Social Presence: A Game of Identity

O'Reilly makes an interesting distinction  early on that "Games are among the oldest 'social interfaces.' The rules and tokens of a game provide a set of affordances and an environment in which people interact. In fact, people will make up their own games with whatever elements they find handy"(37). This led me to question the nature of games and to what degree elements of a game are prevalent in nealry all aspects of Web 2.0. I think society likes to make distinctions regarding what constitutes a game or gaming that would separate things like console gaming from checking statuses on facebook, but I'm wondering if the difference is not so much in what constitutes a game as it is what is overtly marketed as a game. What I want to explore within that is the idea that our online identity (and perhaps all identity) is a logical outcome of the gaming like procedural structure of the web and social interaction.

There's obviously a lot to unpack here so I want to take a moment to clarify how I'm using these terms. When I say that all social interaction, but espeically online social interaction is a "game," I mean that there are elements that are procedural, entertaining, rewarding (whether through badges or other means of rewards), and nonsensical. I think this last part of my definition can be the most important (and potentially most upsetting) since it hinges on the idea that things that are "serious" are less game-like. People may balk at this idea both because cynics and nihilists may claim that nothing is ever truly serious or meaningful and all action is part of a fantasy we've constructed and therefore game-like, but others may say that things they find serious (like checking how many likes are on their status posts or looking for an article online) should not be trivialized through being labeled as a game.

::::::

> _QUESTIONS ON THE MATERIAL_:
[1] Answer these questions on the social presence text:
(a) What page number follows the quotation from O'Reilly?
(b) According to the quotation, what are among the oldest "social interfaces"?
(c) What specific kind of reward does the writer name?
[2] Say whether each statement agrees with the social presence text, and quote the words that decide it.
(a) The writer thinks the last part of the definition may be the most important.
(b) O'Reilly says people play games only with elements made for them.
(c) The writer gives checking how many likes are on status posts as something some people find serious.
[3] Please list every quality the writer names as part of what makes social interaction a "game" in the social presence text.
Answer from the text alone, with no outside knowledge.

> _COLLECTED MATERIAL_:
::::::

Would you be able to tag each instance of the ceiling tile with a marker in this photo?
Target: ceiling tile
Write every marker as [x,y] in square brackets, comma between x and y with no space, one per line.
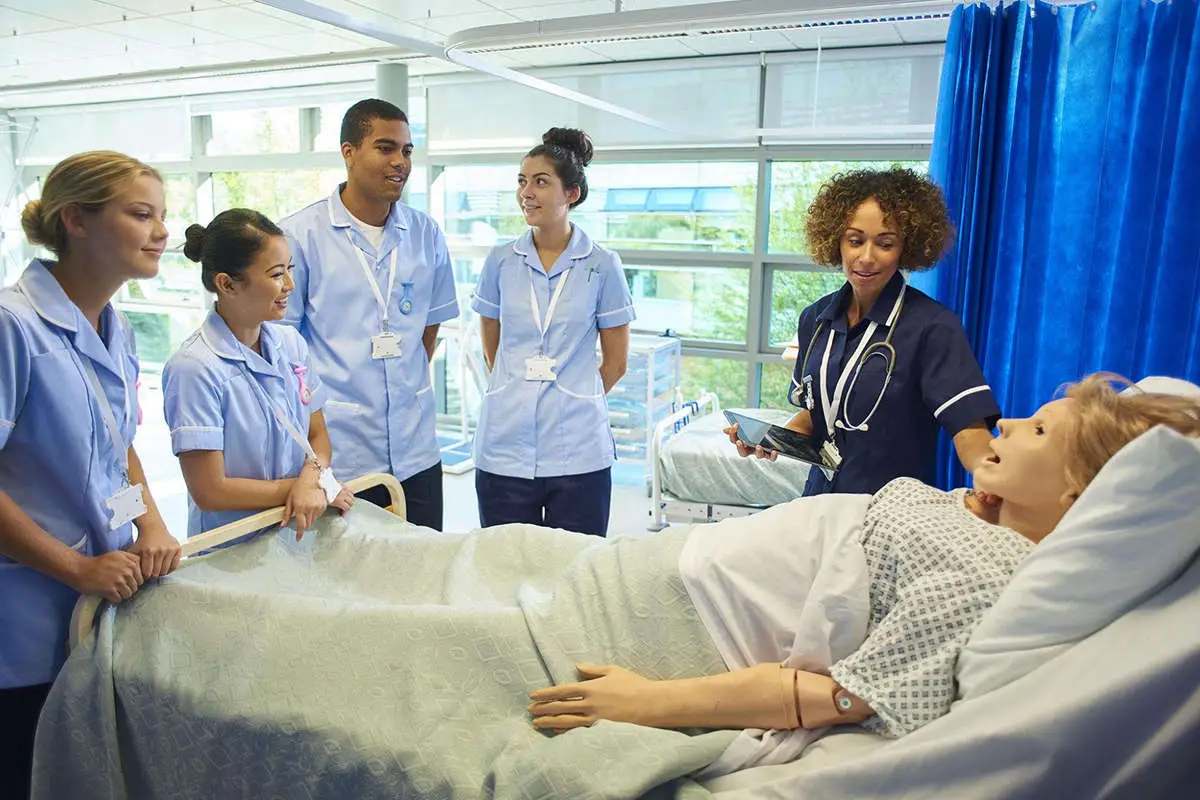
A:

::::::

> _EXPECTED OUTPUTS_:
[1]
(a) 37
(b) Games
(c) Badges

[2]
(a) Yes: "I think this last part of my definition can be the most important"
(b) No: "people will make up their own games with whatever elements they find handy"
(c) Yes: "things they find serious (like checking how many likes are on their status posts or looking for an article online)"

[3]
procedural
entertaining
rewarding
nonsensical